### Task instructions
Reproduce, word for word, all of the records; the pictures stay out.

### Data listing
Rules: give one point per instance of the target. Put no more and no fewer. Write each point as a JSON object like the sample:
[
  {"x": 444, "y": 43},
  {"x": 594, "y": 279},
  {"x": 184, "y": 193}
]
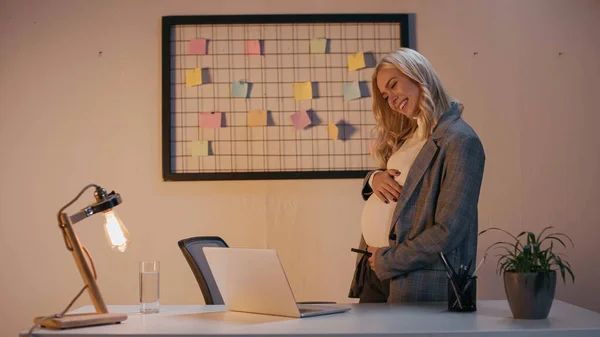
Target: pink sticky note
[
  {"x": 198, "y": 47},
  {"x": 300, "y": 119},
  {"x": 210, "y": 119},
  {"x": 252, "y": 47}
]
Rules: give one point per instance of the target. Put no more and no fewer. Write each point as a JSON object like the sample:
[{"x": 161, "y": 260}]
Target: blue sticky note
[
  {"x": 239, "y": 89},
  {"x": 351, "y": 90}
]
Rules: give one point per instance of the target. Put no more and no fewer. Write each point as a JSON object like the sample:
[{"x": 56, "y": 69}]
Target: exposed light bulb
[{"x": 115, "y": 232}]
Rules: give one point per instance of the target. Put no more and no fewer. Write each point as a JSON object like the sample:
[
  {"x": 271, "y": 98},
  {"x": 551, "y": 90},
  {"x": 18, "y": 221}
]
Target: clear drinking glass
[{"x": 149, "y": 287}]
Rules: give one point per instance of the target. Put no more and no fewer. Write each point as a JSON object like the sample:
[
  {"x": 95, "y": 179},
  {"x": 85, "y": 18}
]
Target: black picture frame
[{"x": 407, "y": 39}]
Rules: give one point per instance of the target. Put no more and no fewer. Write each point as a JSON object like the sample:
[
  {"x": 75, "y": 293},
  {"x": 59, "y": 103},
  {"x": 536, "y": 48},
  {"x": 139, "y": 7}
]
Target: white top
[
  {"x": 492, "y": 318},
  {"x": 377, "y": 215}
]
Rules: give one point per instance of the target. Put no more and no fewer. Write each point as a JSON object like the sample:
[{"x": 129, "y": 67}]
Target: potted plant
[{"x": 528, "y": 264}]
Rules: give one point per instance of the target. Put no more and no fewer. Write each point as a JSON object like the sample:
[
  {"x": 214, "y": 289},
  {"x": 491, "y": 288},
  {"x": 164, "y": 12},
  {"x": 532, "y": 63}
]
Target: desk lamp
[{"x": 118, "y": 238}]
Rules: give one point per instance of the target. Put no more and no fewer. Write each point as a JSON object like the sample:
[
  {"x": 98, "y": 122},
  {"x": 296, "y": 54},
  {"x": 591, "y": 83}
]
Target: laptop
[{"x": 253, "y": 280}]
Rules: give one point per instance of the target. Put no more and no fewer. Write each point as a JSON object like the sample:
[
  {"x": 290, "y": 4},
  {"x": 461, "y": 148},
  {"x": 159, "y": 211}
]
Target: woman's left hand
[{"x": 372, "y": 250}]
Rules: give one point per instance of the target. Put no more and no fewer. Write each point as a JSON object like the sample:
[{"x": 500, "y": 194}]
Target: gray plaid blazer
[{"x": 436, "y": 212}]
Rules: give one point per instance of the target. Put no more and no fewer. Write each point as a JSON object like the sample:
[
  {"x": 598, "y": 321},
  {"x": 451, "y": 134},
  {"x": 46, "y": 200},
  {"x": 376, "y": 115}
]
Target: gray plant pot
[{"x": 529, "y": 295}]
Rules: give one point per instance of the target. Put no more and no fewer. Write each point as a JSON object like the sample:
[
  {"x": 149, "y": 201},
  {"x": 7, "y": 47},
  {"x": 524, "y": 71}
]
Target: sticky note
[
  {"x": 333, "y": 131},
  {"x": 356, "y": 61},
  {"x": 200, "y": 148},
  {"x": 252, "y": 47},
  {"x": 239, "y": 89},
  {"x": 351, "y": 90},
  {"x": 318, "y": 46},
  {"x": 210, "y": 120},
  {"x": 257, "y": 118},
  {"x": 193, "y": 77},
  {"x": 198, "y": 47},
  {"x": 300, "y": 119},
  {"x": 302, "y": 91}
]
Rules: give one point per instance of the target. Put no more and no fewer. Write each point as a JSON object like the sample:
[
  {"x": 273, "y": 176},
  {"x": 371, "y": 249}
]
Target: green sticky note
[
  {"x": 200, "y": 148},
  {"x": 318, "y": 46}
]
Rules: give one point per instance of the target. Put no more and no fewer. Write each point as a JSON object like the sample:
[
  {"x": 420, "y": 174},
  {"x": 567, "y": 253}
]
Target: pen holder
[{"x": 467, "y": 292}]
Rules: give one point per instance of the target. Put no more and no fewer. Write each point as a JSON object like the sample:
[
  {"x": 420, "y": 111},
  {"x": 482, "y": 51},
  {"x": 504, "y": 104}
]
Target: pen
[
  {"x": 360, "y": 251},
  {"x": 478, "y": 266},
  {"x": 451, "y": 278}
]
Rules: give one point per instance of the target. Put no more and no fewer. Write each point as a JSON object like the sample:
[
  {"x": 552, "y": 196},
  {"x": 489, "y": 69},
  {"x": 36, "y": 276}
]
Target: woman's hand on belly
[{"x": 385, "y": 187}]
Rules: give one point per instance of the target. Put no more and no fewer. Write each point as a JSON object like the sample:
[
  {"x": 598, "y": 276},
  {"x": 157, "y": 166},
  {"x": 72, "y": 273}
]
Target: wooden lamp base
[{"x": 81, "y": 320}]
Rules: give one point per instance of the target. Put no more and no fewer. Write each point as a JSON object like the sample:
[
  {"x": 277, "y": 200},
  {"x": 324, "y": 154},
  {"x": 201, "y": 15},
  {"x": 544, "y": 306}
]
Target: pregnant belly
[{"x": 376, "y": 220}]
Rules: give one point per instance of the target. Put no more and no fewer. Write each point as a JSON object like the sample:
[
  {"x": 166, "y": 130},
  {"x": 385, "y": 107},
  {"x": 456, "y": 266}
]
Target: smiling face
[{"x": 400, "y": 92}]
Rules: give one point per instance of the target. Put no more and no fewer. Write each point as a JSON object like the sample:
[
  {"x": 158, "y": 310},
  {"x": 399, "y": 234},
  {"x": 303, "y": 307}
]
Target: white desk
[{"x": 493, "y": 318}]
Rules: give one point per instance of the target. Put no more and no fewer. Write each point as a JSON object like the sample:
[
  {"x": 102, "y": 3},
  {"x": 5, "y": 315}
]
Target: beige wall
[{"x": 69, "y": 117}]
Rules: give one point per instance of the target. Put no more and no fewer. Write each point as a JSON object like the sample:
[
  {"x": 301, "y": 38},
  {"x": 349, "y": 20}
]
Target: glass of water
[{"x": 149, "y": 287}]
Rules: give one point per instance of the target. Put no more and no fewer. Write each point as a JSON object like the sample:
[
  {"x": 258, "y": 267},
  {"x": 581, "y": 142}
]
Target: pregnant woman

### Result of the task
Rules: give one point per instance of the target. Put no more and no fewer. Write each point as a JSON object like the sample:
[
  {"x": 444, "y": 43},
  {"x": 594, "y": 279},
  {"x": 184, "y": 193}
]
Target: pink sticky note
[
  {"x": 198, "y": 47},
  {"x": 300, "y": 119},
  {"x": 210, "y": 119},
  {"x": 252, "y": 47}
]
Rules: give one point per instance of the target. Put no more and no fewer. Write each point as a JSON object like the sample:
[{"x": 161, "y": 260}]
Target: blue sticky note
[
  {"x": 239, "y": 89},
  {"x": 351, "y": 90}
]
Rules: give one point per instance of the target. Put no more and no fewer. Write each point as a JSON object like the sample:
[{"x": 56, "y": 69}]
Target: exposed light bulb
[{"x": 115, "y": 232}]
Rules: give one point per instance of the target. Put no more and no fewer. Write each point as a JSON object like the sample:
[
  {"x": 271, "y": 98},
  {"x": 551, "y": 90},
  {"x": 18, "y": 221}
]
Target: clear drinking glass
[{"x": 149, "y": 287}]
Rules: give one point per instance of the target. Put no more and no fewer. Write each point as a JSON object like the sample:
[
  {"x": 95, "y": 179},
  {"x": 85, "y": 18}
]
Target: black picture frame
[{"x": 407, "y": 39}]
Rules: give one point per instance of the target. Put no more and no fewer. Write each point as a JSON object like the sample:
[
  {"x": 75, "y": 293},
  {"x": 59, "y": 103},
  {"x": 536, "y": 48},
  {"x": 139, "y": 7}
]
Target: white top
[
  {"x": 492, "y": 318},
  {"x": 377, "y": 215}
]
Rules: give one point per instance of the target. Put no more and no fewer. Write each point as a JSON object like the sample:
[{"x": 129, "y": 67}]
Target: potted plant
[{"x": 528, "y": 264}]
Rules: give one point per instance of the target. Put no more and no fewer. Write each point as a JSON object like the sample:
[
  {"x": 214, "y": 289},
  {"x": 491, "y": 288},
  {"x": 164, "y": 12},
  {"x": 532, "y": 63}
]
Target: desk lamp
[{"x": 118, "y": 238}]
Rules: give one point per instance of the target. Put no more and no fewer. Write each point as a JSON object like the sample:
[
  {"x": 98, "y": 122},
  {"x": 296, "y": 54},
  {"x": 591, "y": 83}
]
Target: laptop
[{"x": 253, "y": 280}]
Rules: give one point per instance of the target. Put no more and no fewer. Write each point as a JSON object like the sample:
[
  {"x": 290, "y": 4},
  {"x": 461, "y": 148},
  {"x": 159, "y": 211}
]
Target: woman's left hand
[{"x": 372, "y": 250}]
Rules: give one point per instance of the target. Put no more and no fewer. Write each point as a JSON object like the sample:
[{"x": 500, "y": 194}]
Target: gray plaid blazer
[{"x": 436, "y": 212}]
Rules: give one point per instance of the target. Put no more and no fewer. Write each point as a JSON object like the sample:
[
  {"x": 598, "y": 321},
  {"x": 451, "y": 134},
  {"x": 46, "y": 200},
  {"x": 376, "y": 115}
]
Target: gray plant pot
[{"x": 529, "y": 295}]
Rules: give one point per instance of the target. Put no more and no fewer. Write each point as a JSON object like the sample:
[
  {"x": 149, "y": 201},
  {"x": 7, "y": 47},
  {"x": 524, "y": 71}
]
Target: sticky note
[
  {"x": 333, "y": 131},
  {"x": 356, "y": 61},
  {"x": 200, "y": 148},
  {"x": 252, "y": 47},
  {"x": 239, "y": 89},
  {"x": 351, "y": 90},
  {"x": 318, "y": 46},
  {"x": 210, "y": 120},
  {"x": 257, "y": 118},
  {"x": 193, "y": 77},
  {"x": 198, "y": 47},
  {"x": 300, "y": 119},
  {"x": 302, "y": 91}
]
Rules: give one point per instance of the target. Put no more and no fewer. Write each point as a JSON object like the sample:
[
  {"x": 273, "y": 176},
  {"x": 371, "y": 249}
]
Target: green sticky note
[
  {"x": 200, "y": 148},
  {"x": 318, "y": 46}
]
Rules: give one point per instance of the target. Put no more and no fewer. Write each point as a JSON object like the sample:
[
  {"x": 420, "y": 174},
  {"x": 567, "y": 253}
]
Target: pen holder
[{"x": 467, "y": 292}]
Rules: give one point per instance of the target. Put no more and no fewer. Write each point as a JSON object like the sample:
[
  {"x": 420, "y": 111},
  {"x": 482, "y": 51},
  {"x": 504, "y": 104}
]
Target: pen
[
  {"x": 360, "y": 251},
  {"x": 478, "y": 266},
  {"x": 451, "y": 278}
]
Rules: give one point per instance of the target. Put no more and no fewer. Write each point as a JSON object like the sample:
[
  {"x": 552, "y": 196},
  {"x": 489, "y": 69},
  {"x": 36, "y": 276}
]
Target: woman's hand on belly
[{"x": 385, "y": 187}]
Rules: give one point per instance of the target. Put no more and no fewer. Write each point as a JSON object like the sample:
[
  {"x": 598, "y": 276},
  {"x": 157, "y": 166},
  {"x": 72, "y": 273}
]
Target: wooden lamp base
[{"x": 81, "y": 320}]
Rules: give one point per instance of the target. Put no more and no fewer. Write each point as a JSON object like the sample:
[
  {"x": 277, "y": 200},
  {"x": 324, "y": 154},
  {"x": 201, "y": 15},
  {"x": 544, "y": 306}
]
Target: pregnant belly
[{"x": 376, "y": 220}]
Rules: give one point per instance of the target. Put no more and no fewer. Write each point as a JSON object like the sample:
[
  {"x": 166, "y": 130},
  {"x": 385, "y": 107},
  {"x": 456, "y": 266}
]
Target: smiling face
[{"x": 400, "y": 92}]
Rules: give one point per instance of the target. Put no more and no fewer. Write each point as a JSON object like the sample:
[
  {"x": 158, "y": 310},
  {"x": 399, "y": 234},
  {"x": 303, "y": 307}
]
Target: white desk
[{"x": 493, "y": 318}]
Rules: give one point per instance of the target. Put no more and no fewer. Write each point as a JSON object like the sample:
[
  {"x": 102, "y": 3},
  {"x": 5, "y": 315}
]
Target: beige wall
[{"x": 69, "y": 117}]
Rules: give one point per instance of the target. Put no more and no fewer. Write each point as a JSON object like the sample:
[
  {"x": 301, "y": 38},
  {"x": 349, "y": 20}
]
Target: glass of water
[{"x": 149, "y": 287}]
Rules: give one point per instance of the target. Put no more and no fewer. Write each point as a JSON object like the sample:
[
  {"x": 258, "y": 267},
  {"x": 581, "y": 142}
]
Target: pregnant woman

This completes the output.